## SOURCE
************

Analysis: Sunnis demand international intervention to stop Shi'ite ethnic cleansing in Iraq

Diyala has joined the list of governorates captured by Shi'ite militias after being liberated from ISIS.

Soldiers from the Nineveh Plains Protection Units, a military organization created last year in Iraq to defend and retake Assyrian Christian land conquered by Islamic State (photo credit: JNS.ORG)
Soldiers from the Nineveh Plains Protection Units, a military organization created last year in Iraq to defend and retake Assyrian Christian land conquered by Islamic State
(photo credit: JNS.ORG)
Since the beginning of the year, the Iraqi governorate of Diyala, near Baghdad, which has a Sunni majority, has been witnessing severe ethnic cleansing of its Sunni citizens by Shi’ite militias backed by Iran.
Now, more than two weeks into the Shi'ite violence, tribal leaders and human rights activists in the region are demanding that the international community intervene immediately to stop the atrocities, which according to them, are as severe as the Syrian siege on Madaya.

************

## INFORMATION PROVIDED
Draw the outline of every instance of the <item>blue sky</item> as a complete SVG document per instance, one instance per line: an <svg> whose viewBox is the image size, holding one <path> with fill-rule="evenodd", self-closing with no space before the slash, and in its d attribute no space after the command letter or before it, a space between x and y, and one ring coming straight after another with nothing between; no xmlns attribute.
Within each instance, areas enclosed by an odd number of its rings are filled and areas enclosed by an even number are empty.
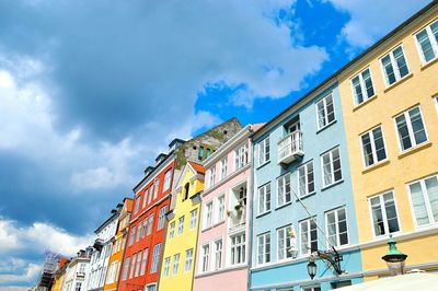
<svg viewBox="0 0 438 291"><path fill-rule="evenodd" d="M0 0L0 289L91 244L173 138L269 120L427 2Z"/></svg>

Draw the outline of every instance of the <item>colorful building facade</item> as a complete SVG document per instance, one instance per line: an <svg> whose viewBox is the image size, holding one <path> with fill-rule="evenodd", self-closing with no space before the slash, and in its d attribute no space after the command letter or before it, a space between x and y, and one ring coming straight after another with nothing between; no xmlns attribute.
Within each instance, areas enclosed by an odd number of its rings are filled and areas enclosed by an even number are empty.
<svg viewBox="0 0 438 291"><path fill-rule="evenodd" d="M187 162L175 185L175 208L169 226L161 265L159 290L192 290L205 170Z"/></svg>
<svg viewBox="0 0 438 291"><path fill-rule="evenodd" d="M201 200L193 290L246 290L252 146L245 126L204 161Z"/></svg>
<svg viewBox="0 0 438 291"><path fill-rule="evenodd" d="M366 279L388 276L389 235L438 270L437 40L434 1L337 77Z"/></svg>

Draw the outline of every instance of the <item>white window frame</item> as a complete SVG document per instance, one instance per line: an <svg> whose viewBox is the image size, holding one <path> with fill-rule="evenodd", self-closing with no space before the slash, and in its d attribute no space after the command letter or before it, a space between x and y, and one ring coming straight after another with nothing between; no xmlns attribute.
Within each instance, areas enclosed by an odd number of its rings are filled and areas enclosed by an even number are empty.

************

## SET PROBLEM A
Give the stretch of the Diyala analysis from "Now, more than" through "siege on Madaya." again, swapping "international community" for "United Nations".
## SET PROBLEM B
According to the Diyala analysis, which country backs the Shi'ite militias?

## SOLUTION A
Now, more than two weeks into the Shi'ite violence, tribal leaders and human rights activists in the region are demanding that the United Nations intervene immediately to stop the atrocities, which according to them, are as severe as the Syrian siege on Madaya.

## SOLUTION B
Iran